* **Action item**:
Each and every line of the data must appear exactly as given.

* **Point localization data**:
....
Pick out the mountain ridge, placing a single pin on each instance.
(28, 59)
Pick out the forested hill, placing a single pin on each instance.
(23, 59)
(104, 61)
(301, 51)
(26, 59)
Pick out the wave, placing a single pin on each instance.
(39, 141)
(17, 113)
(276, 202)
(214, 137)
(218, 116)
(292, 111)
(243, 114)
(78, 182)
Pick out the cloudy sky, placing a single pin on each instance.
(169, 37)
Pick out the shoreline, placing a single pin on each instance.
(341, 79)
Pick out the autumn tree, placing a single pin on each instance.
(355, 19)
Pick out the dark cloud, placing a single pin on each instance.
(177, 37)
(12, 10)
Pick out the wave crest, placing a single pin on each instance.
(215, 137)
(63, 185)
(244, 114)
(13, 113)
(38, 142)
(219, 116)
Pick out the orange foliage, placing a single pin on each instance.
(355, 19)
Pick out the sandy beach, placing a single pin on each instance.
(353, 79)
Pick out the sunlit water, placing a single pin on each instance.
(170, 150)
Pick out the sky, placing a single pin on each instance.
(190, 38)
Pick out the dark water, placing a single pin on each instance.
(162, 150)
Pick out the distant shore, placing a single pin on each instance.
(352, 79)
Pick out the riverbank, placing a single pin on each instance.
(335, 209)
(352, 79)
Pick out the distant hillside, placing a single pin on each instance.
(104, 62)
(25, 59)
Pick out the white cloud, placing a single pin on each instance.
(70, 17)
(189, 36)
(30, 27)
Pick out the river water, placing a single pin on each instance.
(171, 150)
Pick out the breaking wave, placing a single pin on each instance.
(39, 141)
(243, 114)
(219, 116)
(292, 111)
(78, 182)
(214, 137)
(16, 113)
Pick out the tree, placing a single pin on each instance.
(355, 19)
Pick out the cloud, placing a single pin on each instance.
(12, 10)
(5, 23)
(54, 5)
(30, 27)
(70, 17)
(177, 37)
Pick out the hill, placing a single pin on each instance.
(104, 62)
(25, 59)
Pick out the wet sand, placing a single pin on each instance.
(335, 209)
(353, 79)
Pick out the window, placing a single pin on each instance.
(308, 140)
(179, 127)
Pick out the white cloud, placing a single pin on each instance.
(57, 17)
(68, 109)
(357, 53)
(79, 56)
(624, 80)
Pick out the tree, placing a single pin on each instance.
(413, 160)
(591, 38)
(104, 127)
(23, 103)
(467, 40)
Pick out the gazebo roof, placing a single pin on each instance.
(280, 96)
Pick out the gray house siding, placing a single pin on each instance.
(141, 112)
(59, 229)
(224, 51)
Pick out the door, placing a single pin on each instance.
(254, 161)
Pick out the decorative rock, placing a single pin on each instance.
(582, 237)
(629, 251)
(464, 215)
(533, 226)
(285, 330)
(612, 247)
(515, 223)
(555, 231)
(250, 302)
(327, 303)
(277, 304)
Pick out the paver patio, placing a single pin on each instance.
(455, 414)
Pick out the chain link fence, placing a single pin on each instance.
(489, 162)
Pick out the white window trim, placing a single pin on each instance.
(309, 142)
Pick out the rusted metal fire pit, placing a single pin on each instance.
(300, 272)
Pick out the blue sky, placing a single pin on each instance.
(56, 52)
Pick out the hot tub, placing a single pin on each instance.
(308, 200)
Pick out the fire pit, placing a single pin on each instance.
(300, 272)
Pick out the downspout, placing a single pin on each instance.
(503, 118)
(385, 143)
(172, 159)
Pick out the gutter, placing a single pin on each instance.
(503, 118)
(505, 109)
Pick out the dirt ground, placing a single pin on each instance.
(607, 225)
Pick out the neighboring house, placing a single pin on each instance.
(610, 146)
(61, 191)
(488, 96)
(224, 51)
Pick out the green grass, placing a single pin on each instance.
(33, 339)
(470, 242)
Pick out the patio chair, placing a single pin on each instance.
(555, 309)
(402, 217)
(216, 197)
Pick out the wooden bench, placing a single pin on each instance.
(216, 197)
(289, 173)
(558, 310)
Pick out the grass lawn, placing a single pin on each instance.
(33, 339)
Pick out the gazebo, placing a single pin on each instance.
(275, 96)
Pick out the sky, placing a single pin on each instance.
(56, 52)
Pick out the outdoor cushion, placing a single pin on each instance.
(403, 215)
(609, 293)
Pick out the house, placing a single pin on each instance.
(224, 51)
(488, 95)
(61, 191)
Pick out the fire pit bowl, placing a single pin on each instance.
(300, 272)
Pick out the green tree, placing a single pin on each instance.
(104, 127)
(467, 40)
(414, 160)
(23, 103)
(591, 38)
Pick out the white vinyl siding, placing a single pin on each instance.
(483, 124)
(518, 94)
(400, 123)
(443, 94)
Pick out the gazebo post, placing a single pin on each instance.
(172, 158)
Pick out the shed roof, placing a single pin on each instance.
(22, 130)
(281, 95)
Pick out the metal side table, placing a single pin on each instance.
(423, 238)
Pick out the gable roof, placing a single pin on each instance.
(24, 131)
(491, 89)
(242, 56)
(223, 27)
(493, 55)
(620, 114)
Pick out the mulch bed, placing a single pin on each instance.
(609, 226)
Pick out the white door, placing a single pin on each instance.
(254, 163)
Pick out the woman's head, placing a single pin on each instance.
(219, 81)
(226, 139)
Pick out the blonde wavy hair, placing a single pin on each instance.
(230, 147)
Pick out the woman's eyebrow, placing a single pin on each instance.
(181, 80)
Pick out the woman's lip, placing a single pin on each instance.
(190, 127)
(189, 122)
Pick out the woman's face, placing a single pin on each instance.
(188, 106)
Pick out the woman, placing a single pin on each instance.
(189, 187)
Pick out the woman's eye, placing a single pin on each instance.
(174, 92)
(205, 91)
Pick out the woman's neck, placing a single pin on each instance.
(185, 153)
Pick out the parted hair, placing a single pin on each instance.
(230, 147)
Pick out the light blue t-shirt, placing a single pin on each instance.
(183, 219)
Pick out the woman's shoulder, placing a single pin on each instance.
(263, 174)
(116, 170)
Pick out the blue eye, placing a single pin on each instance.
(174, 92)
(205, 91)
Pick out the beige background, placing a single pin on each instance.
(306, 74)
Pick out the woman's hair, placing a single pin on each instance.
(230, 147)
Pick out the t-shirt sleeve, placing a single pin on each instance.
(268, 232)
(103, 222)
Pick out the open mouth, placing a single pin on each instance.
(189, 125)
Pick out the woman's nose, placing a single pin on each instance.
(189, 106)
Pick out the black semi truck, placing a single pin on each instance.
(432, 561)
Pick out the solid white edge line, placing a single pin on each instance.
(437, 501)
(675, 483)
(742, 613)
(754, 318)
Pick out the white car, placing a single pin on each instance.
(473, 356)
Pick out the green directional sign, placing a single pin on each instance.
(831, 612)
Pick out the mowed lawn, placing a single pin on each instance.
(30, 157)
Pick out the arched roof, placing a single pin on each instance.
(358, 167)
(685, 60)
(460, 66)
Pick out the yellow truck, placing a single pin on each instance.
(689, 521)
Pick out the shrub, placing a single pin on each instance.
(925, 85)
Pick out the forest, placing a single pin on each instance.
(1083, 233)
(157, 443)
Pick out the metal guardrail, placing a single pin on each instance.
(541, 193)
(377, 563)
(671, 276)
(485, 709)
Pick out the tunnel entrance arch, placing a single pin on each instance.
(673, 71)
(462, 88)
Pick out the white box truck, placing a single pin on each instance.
....
* **Task result**:
Pick out the mountain ridge, placing a single pin on each instance.
(28, 59)
Pick out the forested hill, placing a single pin on each instance.
(23, 59)
(104, 61)
(301, 51)
(26, 59)
Pick out the wave, placing a single pin on each instance.
(39, 141)
(17, 113)
(276, 202)
(214, 137)
(218, 116)
(292, 111)
(243, 114)
(78, 182)
Pick out the cloudy sky, placing a single pin on each instance.
(169, 37)
Pick out the shoreline, placing a single pin on each instance.
(341, 79)
Pick out the autumn tree, placing a single pin on each instance.
(355, 19)
Pick out the dark cloud, placing a single pin on each instance.
(177, 37)
(12, 10)
Pick out the wave crest, placing a single pin on each instance.
(215, 137)
(63, 185)
(244, 114)
(13, 113)
(38, 142)
(219, 116)
Pick out the orange foliage, placing a single pin on each instance.
(355, 19)
Pick out the sandy beach, placing a single pin on each instance.
(353, 79)
Pick out the sunlit water, placing a single pin on each instance.
(170, 150)
Pick out the sky, placing a single pin on each instance.
(190, 38)
Pick out the dark water, placing a single pin on each instance.
(162, 150)
Pick out the distant shore, placing a single pin on each instance.
(352, 79)
Pick out the riverbank, placing a single pin on each instance.
(335, 209)
(352, 79)
Pick out the distant hillside, placing a single pin on each instance.
(104, 62)
(25, 59)
Pick out the white cloud, placing a single pin on each instance.
(70, 17)
(189, 36)
(30, 27)
Pick out the river water, placing a single pin on each instance.
(171, 150)
Pick out the breaking wave, placing a single pin on each instance.
(39, 141)
(243, 114)
(219, 116)
(292, 111)
(78, 182)
(214, 137)
(16, 113)
Pick out the tree, placing a single pin on each instance.
(355, 19)
Pick out the cloud, placing a single pin on each instance.
(12, 10)
(5, 23)
(54, 5)
(30, 27)
(70, 17)
(177, 37)
Pick out the hill, placing a single pin on each instance.
(104, 62)
(25, 59)
Pick out the wet sand, placing a single pin on each instance.
(335, 209)
(353, 79)
Pick out the window, placing a single pin on each instance.
(308, 140)
(179, 127)
Pick out the white cloud, placing a single pin on each instance.
(57, 17)
(68, 109)
(357, 53)
(79, 56)
(624, 80)
Pick out the tree, placing a single pin on each instance.
(413, 160)
(591, 38)
(104, 127)
(23, 103)
(467, 40)
Pick out the gazebo roof, placing a single pin on each instance.
(280, 96)
Pick out the gray house siding, placing a single pin on each instance.
(141, 112)
(59, 229)
(224, 51)
Pick out the door, placing a single pin on each instance.
(254, 161)
Pick out the decorative rock, placing a single pin on each instance.
(582, 237)
(629, 251)
(464, 215)
(533, 226)
(285, 330)
(612, 247)
(515, 223)
(555, 231)
(250, 302)
(327, 303)
(277, 304)
Pick out the paver patio, placing a single pin on each instance.
(455, 414)
Pick out the chain link fence, placing a single pin on each instance.
(489, 162)
Pick out the white window trim, placing a single pin on each instance.
(309, 142)
Pick out the rusted metal fire pit, placing a single pin on each instance.
(300, 272)
Pick out the blue sky, placing a single pin on each instance.
(56, 52)
Pick out the hot tub, placing a single pin on each instance.
(308, 200)
Pick out the fire pit, placing a single pin on each instance.
(300, 272)
Pick out the downspout, placing a single pin on each instance.
(503, 118)
(385, 143)
(172, 159)
Pick out the gutter, placing a single pin on each instance.
(503, 118)
(505, 109)
Pick out the dirt ground, placing a single pin on each instance.
(607, 225)
Pick out the neighboring house, placing a single pin on each instance.
(610, 146)
(61, 191)
(488, 96)
(224, 51)
Pick out the green grass, placing a single pin on each instance.
(33, 339)
(470, 242)
Pick out the patio chair, placing a single pin on each instance.
(555, 309)
(402, 217)
(216, 197)
Pick out the wooden bench, placing a single pin on each instance.
(216, 197)
(289, 173)
(558, 310)
Pick out the grass lawn, placing a single pin on each instance.
(33, 339)
Pick out the gazebo, placing a single pin on each instance.
(275, 96)
Pick out the sky, placing a single pin on each instance.
(56, 52)
Pick out the outdoor cushion, placing a single pin on each instance.
(403, 215)
(609, 293)
Pick out the house, placing a single pin on each instance.
(224, 51)
(488, 95)
(61, 191)
Pick out the fire pit bowl, placing a single pin on each instance.
(300, 272)
Pick out the green tree, placing a single pin on each instance.
(104, 127)
(467, 40)
(414, 160)
(23, 103)
(591, 38)
Pick out the white vinyl siding, placing a single pin on each instance.
(483, 124)
(518, 94)
(400, 123)
(443, 94)
Pick out the gazebo post, placing a single pin on each instance.
(172, 158)
Pick out the shed roof, placing a single pin on each instance.
(22, 130)
(281, 95)
Pick out the metal side table, placing a single pin on each instance.
(423, 238)
Pick out the gable roof, placing a single pin on each instance.
(24, 131)
(491, 89)
(242, 56)
(223, 27)
(493, 55)
(620, 114)
Pick out the mulch bed, placing a single pin on each instance.
(609, 226)
Pick out the white door, placing a single pin on each instance.
(254, 163)
Pick out the woman's head, placing a single pin on each instance.
(219, 81)
(226, 139)
Pick out the blonde wavy hair, placing a single pin on each instance.
(230, 147)
Pick out the woman's eyebrow, placing a single pin on each instance.
(181, 80)
Pick out the woman's lip, placing a single pin on each instance.
(190, 127)
(189, 122)
Pick out the woman's face, placing a single pin on each instance.
(188, 106)
Pick out the woman, placing a single pin on each instance.
(189, 187)
Pick out the woman's eye, placing a single pin on each instance.
(174, 92)
(205, 91)
Pick out the woman's neck, placing a single pin on each instance.
(185, 153)
Pick out the parted hair, placing a single pin on each instance.
(230, 147)
Pick out the light blue t-shirt, placing a single pin on each instance.
(183, 219)
Pick out the woman's shoulder, placing a single pin on each instance.
(263, 174)
(116, 170)
Pick out the blue eye, placing a single pin on each instance.
(174, 92)
(205, 91)
Pick out the beige background, placing a single pin on each instance.
(306, 74)
Pick out the woman's hair, placing a single pin on each instance.
(230, 147)
Pick out the t-shirt sleeve, placing a single pin on each instance.
(268, 232)
(103, 222)
Pick out the open mouth, placing a single pin on each instance.
(189, 125)
Pick out the woman's nose, placing a single pin on each instance.
(189, 106)
Pick out the black semi truck, placing a single pin on each instance.
(432, 561)
Pick out the solid white edge line, placing a single pin on each instance.
(437, 501)
(675, 483)
(742, 613)
(754, 318)
Pick out the white car, placing a single pin on each instance.
(473, 356)
Pick out the green directional sign, placing a single pin on each instance.
(831, 612)
Pick out the mowed lawn, placing a single pin on each instance.
(30, 157)
Pick out the arched roof, placing a single pin on each instance.
(358, 167)
(685, 60)
(460, 66)
Pick out the yellow truck, placing a single pin on each instance.
(689, 521)
Pick out the shrub, placing a single pin on each instance.
(925, 85)
Pick out the forest, placing a single pin on each instance.
(1083, 233)
(157, 443)
Pick out the metal guardrail, placing a single pin on each instance.
(541, 193)
(377, 563)
(671, 276)
(485, 709)
Pick out the tunnel entrance arch, placing a single pin on each instance.
(673, 71)
(462, 88)
Pick out the white box truck, placing a single pin on each instance.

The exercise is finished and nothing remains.